*DATA FOR PROCESSING*

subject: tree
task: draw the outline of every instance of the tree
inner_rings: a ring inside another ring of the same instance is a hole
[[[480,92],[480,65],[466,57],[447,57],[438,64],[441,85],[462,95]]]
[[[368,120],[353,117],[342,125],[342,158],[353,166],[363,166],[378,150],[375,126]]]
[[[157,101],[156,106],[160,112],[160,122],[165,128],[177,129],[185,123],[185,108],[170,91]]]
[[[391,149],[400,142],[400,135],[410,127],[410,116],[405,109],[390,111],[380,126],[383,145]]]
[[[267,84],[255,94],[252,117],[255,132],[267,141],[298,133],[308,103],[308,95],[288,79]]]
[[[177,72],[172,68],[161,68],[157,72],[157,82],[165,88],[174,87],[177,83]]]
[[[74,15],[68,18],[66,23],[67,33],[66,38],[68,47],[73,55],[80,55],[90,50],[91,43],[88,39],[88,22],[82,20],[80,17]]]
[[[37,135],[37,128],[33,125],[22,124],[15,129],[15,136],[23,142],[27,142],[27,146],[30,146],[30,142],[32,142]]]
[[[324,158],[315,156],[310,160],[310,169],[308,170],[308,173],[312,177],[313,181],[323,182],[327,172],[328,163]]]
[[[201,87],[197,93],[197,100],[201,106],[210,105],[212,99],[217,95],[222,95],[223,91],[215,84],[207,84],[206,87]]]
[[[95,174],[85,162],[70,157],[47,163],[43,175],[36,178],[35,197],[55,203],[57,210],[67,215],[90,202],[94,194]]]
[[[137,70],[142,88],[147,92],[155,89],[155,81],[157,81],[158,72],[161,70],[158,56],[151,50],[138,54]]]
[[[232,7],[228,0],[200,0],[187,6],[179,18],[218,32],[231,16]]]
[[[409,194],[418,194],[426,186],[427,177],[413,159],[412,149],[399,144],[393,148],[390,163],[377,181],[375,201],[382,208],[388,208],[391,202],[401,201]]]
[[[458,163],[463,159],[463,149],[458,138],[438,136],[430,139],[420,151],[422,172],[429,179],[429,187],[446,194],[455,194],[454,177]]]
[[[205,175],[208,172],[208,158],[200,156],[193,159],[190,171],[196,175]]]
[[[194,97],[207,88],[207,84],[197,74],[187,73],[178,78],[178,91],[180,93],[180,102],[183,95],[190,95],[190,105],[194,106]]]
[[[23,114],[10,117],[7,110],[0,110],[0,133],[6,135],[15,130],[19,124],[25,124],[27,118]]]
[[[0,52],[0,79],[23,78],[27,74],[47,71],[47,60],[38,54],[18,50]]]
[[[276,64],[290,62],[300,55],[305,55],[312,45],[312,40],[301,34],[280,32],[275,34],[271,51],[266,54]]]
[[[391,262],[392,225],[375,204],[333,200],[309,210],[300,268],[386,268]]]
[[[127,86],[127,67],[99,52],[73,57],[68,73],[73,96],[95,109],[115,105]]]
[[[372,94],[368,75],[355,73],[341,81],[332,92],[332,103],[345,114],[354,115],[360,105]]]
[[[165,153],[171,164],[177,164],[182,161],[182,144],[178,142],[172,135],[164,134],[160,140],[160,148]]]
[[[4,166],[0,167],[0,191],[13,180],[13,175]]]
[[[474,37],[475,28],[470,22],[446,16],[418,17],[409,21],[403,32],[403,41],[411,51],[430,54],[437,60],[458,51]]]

*TASK ITEM*
Copy whichever lines in the listing above contain the word "instance".

*TASK OUTPUT*
task: draw the outline of every instance of the tree
inner_rings: a ring inside another ring of the same instance is a hole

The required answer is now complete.